PROBLEM: An exact copy of all the entries below is what this task needs.

MATERIAL SUPPLIED:
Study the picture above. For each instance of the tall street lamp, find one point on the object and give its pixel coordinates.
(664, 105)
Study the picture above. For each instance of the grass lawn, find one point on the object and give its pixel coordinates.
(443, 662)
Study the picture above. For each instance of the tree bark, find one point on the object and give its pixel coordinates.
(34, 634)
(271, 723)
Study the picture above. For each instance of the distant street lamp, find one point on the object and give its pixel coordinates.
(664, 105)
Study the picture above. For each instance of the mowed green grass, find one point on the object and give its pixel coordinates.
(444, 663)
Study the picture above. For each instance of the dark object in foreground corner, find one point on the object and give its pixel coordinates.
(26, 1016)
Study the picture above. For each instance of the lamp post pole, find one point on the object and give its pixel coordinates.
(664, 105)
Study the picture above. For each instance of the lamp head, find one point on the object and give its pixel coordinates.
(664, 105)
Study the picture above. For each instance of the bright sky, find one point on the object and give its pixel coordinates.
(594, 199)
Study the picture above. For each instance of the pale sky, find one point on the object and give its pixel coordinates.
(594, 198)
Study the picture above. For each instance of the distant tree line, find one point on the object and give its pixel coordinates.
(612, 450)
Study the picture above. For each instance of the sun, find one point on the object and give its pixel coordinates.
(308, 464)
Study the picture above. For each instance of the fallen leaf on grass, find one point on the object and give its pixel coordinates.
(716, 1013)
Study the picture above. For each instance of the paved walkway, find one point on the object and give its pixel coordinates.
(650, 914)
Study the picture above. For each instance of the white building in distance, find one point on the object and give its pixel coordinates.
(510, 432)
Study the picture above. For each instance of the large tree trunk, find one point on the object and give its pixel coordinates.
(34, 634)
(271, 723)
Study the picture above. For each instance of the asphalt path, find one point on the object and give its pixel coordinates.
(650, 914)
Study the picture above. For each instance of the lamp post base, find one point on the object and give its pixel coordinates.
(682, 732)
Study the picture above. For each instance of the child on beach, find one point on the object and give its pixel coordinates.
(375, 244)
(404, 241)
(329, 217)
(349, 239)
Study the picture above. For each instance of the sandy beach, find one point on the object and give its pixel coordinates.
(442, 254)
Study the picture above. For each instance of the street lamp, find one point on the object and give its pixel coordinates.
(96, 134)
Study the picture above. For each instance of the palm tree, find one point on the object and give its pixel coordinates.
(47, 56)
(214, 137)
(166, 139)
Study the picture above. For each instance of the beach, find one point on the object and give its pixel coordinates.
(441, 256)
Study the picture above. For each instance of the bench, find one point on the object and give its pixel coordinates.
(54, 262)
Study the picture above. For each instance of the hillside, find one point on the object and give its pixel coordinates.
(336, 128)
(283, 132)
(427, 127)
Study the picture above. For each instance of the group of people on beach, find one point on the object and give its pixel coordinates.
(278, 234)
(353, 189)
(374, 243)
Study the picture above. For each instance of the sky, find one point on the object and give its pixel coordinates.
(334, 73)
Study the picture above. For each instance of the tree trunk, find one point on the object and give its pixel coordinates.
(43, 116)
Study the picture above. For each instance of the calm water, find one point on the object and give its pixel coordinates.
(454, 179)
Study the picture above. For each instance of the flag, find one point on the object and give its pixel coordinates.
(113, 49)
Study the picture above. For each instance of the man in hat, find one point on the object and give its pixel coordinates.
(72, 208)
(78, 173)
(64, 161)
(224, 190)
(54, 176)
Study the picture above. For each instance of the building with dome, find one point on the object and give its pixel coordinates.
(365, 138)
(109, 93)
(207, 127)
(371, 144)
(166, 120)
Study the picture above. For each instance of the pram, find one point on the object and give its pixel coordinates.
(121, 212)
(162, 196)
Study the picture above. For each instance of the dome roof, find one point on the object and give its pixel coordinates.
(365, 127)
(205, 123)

RESPONSE TO THIS TASK:
Study the picture above. For each instance of the tall street lamp, find one point on the object and give its pixel coordinates.
(664, 105)
Study the picture above. For each instance of the grass lawn, find one point on the object and give its pixel coordinates.
(443, 662)
Study the picture above. For each instance of the tree bark, find one point on the object and give its pixel coordinates.
(34, 634)
(271, 723)
Study the picture above. For each instance of the distant street lamp, find one point on the object and give its pixel coordinates.
(664, 105)
Study the picture above. For each instance of the mowed green grass, find one point on the object and give its pixel coordinates.
(444, 663)
Study the picture above. For each instance of the dark object in foreground corner, find one point on the object and give its pixel coordinates.
(26, 1016)
Study the picture above. For each instance of the lamp post pole, find one point on the object and give its pixel coordinates.
(664, 105)
Study the picture above. For each instance of the lamp head, find one point on the object and give its pixel coordinates.
(664, 105)
Study the picture above. For each instance of the bright sky, find one point on the object and give its pixel coordinates.
(594, 199)
Study the picture above. For each instance of the pale sky, find one point on the object and give its pixel coordinates.
(594, 198)
Study the picture above. For each instance of the distant tree line, find one point on the object and give its pixel coordinates.
(612, 450)
Study the picture above. For each instance of the sun, find one point on the object and give its pixel coordinates.
(308, 464)
Study the picture above. For each instance of the fallen leaf on grass, find one point on the object and give its pixel coordinates.
(716, 1013)
Study the picture above. For each instance of the paved walkway, find one point on the object and give its pixel coordinates.
(650, 914)
Study the picture above. For each instance of the white building in distance, find one point on the object and give its pixel coordinates.
(510, 432)
Study the picture above. For each instance of the large tree trunk, find one point on the object and give its pixel coordinates.
(34, 634)
(271, 723)
Study the picture above. For each instance of the asphalt path, find one point on the object and give its pixel coordinates.
(650, 914)
Study the picture above. For each instance of the lamp post base, find one point on the object and give its pixel coordinates.
(682, 732)
Study the picture above. For each instance of the child on beach, find one point on the object and give its pixel coordinates.
(375, 244)
(404, 241)
(329, 217)
(349, 239)
Study the picture above. For each instance of the sandy beach, find one point on the object and give its pixel coordinates.
(442, 254)
Study the picture above. For each instance of the street lamp, find one point on the object and give its pixel coordinates.
(96, 134)
Study the picture above. For each instance of the palm tree, find one point on the object and give its pixel coordinates.
(47, 56)
(214, 137)
(166, 139)
Study the picture above. For each instance of the beach, find one point on the object and give its pixel coordinates.
(441, 256)
Study the picture above. For each instance of the bench, find one point on the object and give its pixel coordinates.
(54, 262)
Study the picture above. For each instance of the hillside, find one point on the object and give its pixel coordinates.
(336, 128)
(283, 132)
(427, 127)
Study the picture above. For each instance of the group of people on beach, find one point on the object and give its pixel coordinates.
(278, 234)
(353, 189)
(374, 243)
Study the picture above. For each instance of the sky, find one point on the object and give its pixel coordinates.
(334, 73)
Study the picture above. For each instance of the tree trunk, find one point on the object and give its pixel coordinates.
(43, 116)
Study the picture above. For each instance of the calm water, find one point on the object and give its pixel coordinates.
(454, 179)
Study the picture above. For each instance of the flag, find one point on the object and give its pixel coordinates.
(113, 49)
Study the picture above. For each instance of the man in hat, find one point on the object and give its pixel coordinates.
(72, 208)
(78, 173)
(64, 161)
(224, 190)
(54, 176)
Study the picture above. For each instance of the building with dome, find one point on the object and give its pixel coordinates.
(365, 138)
(109, 93)
(207, 127)
(371, 144)
(166, 120)
Study the picture above. For each instance of the pram, find one point on the object and give its pixel coordinates.
(121, 212)
(162, 196)
Study the picture above. For each instance of the dome roof, find one point on the object and give its pixel coordinates.
(365, 127)
(205, 123)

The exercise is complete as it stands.